**GIVEN PASSAGE**
Comment by elil17
6 hours ago
Yes, you can point this specific UV wavelength at your skin and be fine. People have done extensive animal trials and it is not carcinogenic. Many people have been exposed to a lot of far UVC and nothing bad has happened to them.
Looking right at it might not be good for your eyes.
I feel confident for myself that far UVC is safe.
However, the environments I'd want to use this in are those where many people are gathered. I am not sure whether it is respectful/socially good to use this in those situations (given that far UVC products are not subject to any special regulatory review).
Edit for some additional thoughts:
How does this compare to a air filter?
Pros of UV:
- You are helping support R&D for this very important technology
- Even this Aerolamp DevKit is going to be more cost effective at addressing certain pathogens which are highly susceptible to UV, such as COVID. My guesstimate is that the highest capacity/$ off the shelf air purifier you can buy (https://www.cleanairkits.com/products/brisk-box-ultra-black) has about a third to half of the COVID-removing capacity/$ vs. the Aerolamp DevKit. Ditto for energy efficiency.
- Less maintenance vs. an air filter
- Quietest option
Cons of UV:
- Less energy and cost effective at addressing other microbes, particularly mold
- No ability to address dust, another very important air quality issue
- May make others feel uncomfortable
> Yes, you can point this specific UV wavelength at your skin and be fine.
Not so sure about that: there are microbes on our skin, protecting us from harmful bacteria, funghi and viruses. This lamp would kill those friendly microbes.
It seems a better idea is to put this UV lamp in a duct, and treat only the air that passes through.
>This lamp would kill those friendly microbes.
Not really. Those microbes live deep in your pores where the UV wouldn't reach. Even if the UV totally scoured the surface of your skin, it would only be a temporary disruption, which we're generally ok with. After all lots of things disrupt the skin microbiome--showering, hand sanitizer (which DOES penetrate into the pores).

**RECORDS SHOWN**

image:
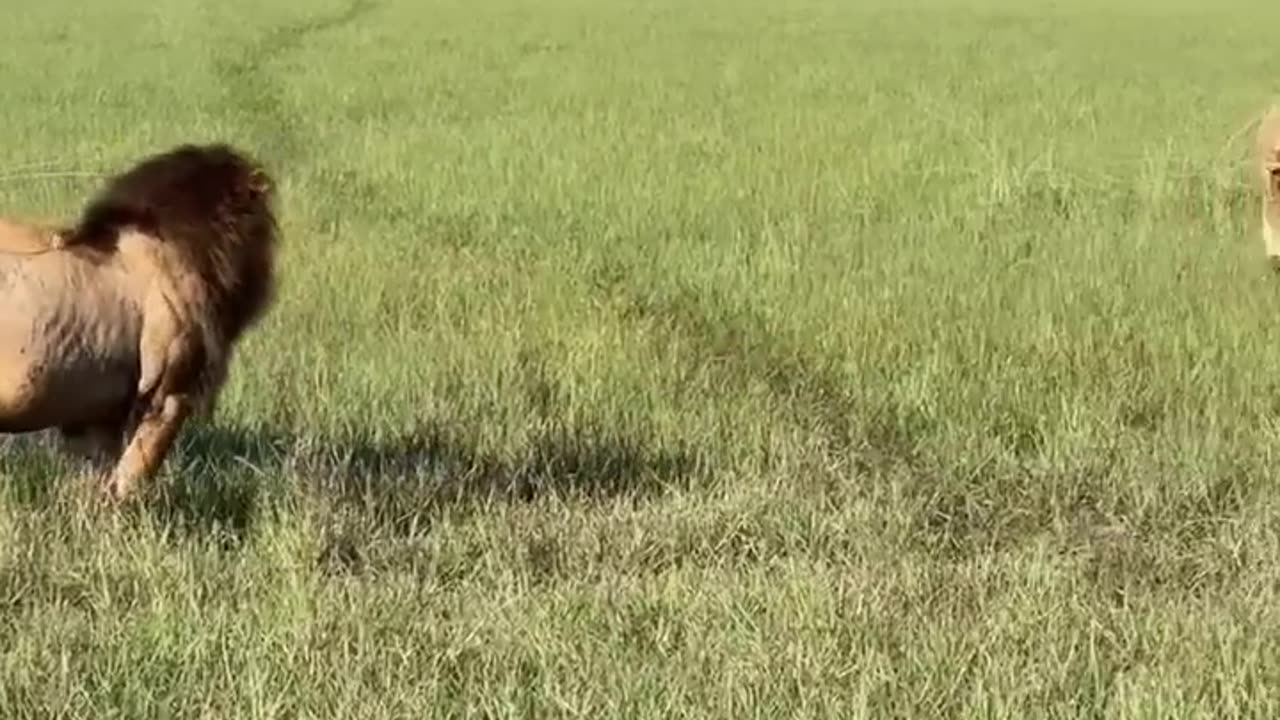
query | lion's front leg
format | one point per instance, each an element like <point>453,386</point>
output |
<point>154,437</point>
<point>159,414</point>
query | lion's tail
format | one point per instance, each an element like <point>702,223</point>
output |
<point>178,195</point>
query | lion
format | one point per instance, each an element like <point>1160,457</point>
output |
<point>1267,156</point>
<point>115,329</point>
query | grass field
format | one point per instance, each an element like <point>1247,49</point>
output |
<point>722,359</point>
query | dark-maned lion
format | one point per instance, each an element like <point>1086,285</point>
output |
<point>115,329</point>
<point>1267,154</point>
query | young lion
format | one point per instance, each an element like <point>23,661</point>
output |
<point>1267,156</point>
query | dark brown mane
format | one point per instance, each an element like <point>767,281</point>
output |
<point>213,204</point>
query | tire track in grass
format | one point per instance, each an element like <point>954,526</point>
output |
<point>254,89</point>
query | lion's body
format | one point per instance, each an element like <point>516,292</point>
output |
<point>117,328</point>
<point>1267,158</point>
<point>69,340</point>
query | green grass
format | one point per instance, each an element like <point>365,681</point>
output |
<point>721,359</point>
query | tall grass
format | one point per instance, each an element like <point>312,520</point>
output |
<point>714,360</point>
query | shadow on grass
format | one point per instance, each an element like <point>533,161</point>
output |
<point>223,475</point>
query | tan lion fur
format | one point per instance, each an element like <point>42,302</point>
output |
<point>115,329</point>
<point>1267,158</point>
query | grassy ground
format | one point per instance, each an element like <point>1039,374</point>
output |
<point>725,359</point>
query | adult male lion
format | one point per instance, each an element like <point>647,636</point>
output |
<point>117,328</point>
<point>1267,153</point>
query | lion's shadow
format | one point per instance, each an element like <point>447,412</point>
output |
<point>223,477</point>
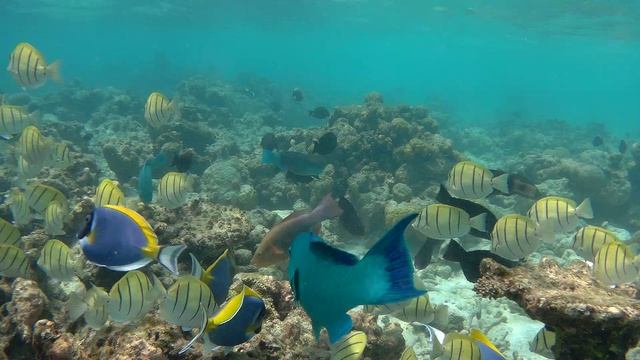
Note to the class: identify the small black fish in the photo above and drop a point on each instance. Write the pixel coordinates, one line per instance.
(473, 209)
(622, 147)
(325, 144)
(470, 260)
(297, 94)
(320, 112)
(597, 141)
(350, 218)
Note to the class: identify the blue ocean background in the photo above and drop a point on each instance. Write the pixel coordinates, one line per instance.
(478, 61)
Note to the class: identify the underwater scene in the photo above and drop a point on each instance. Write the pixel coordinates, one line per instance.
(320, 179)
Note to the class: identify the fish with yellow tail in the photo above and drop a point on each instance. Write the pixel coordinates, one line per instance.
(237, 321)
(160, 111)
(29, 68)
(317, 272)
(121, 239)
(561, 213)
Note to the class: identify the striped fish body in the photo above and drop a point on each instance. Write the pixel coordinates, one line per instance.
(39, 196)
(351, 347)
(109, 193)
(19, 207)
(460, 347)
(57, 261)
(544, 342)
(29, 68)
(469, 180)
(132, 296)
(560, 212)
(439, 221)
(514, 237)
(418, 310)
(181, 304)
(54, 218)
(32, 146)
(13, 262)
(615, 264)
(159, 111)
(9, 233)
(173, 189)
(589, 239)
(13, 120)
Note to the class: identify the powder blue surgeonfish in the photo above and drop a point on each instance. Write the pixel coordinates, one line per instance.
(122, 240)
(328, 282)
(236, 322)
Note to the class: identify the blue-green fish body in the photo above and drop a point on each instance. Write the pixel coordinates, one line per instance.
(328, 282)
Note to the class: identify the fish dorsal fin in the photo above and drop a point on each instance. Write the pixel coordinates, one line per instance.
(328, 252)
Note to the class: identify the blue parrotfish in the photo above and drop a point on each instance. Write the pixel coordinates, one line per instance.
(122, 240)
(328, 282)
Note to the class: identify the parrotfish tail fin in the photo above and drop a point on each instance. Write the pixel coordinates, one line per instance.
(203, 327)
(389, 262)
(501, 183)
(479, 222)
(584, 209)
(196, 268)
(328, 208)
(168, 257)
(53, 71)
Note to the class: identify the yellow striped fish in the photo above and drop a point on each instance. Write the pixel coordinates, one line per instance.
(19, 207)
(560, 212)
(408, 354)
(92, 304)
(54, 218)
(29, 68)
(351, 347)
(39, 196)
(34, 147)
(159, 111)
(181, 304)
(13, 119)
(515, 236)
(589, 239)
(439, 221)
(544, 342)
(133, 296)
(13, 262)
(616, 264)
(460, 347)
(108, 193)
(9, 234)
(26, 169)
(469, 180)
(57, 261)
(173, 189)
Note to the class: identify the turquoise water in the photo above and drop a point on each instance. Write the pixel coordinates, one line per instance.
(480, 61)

**COMPLETE THE FOLLOWING**
(1) Using the far UVC comment thread, answer yes or no for each statement and quote the words of the thread that decide it.
(a) The first commenter says looking directly at the lamp is harmless to the eyes.
(b) One listed drawback of UV is that it cannot deal with dust.
(c) One reply proposes mounting the lamp inside a duct.
(2) Write the next part of the far UVC comment thread, picking up after its last sentence.
The lines have no connection to the far UVC comment thread.

**WRITTEN ANSWERS**
(1)
(a) No: "Looking right at it might not be good for your eyes."
(b) Yes: "No ability to address dust, another very important air quality issue"
(c) Yes: "It seems a better idea is to put this UV lamp in a duct, and treat only the air that passes through."

(2)
But I think UV skin microbiome disruption is likely to be pretty mild compared to things like eg hand sanitizer. Generally anything that lives on a surface (compared to liquid, and especially air) requires a much higher UV dose to inactivate, because even seemingly-smooth surfaces actually have lots of microscopic nooks and crannies for pathogens to hide in. And skin isn't smooth at all--it's got tons of visible wrinkles and surface complications and complicated geometry. Bacteria are also less sensitive to far-UV than viruses. So lamps that are dose calibrated to kill airborne viruses aren't going to have much of an effect on bacteria that live on a complex surface.
There's actually some data on this although sadly it never ended up published--my lab collected microbiome data for this 66 week hairless mouse skin exposure study https://pmc.ncbi.nlm.nih.gov/articles/PMC9691791/ and found basically no difference in microbiome between the exposed and unexposed mice. It didn't end up in the paper because nobody in the lab had enough bioinformatics expertise to do a nice publishable analysis and just had to take the bioinformatics centers' word on it that there weren't significant differences. Weak/hearsay-ish evidence but not nothing!
In-duct UV is a thing but it's really not ideal for preventing person-to-person disease transmission, for a number of reasons.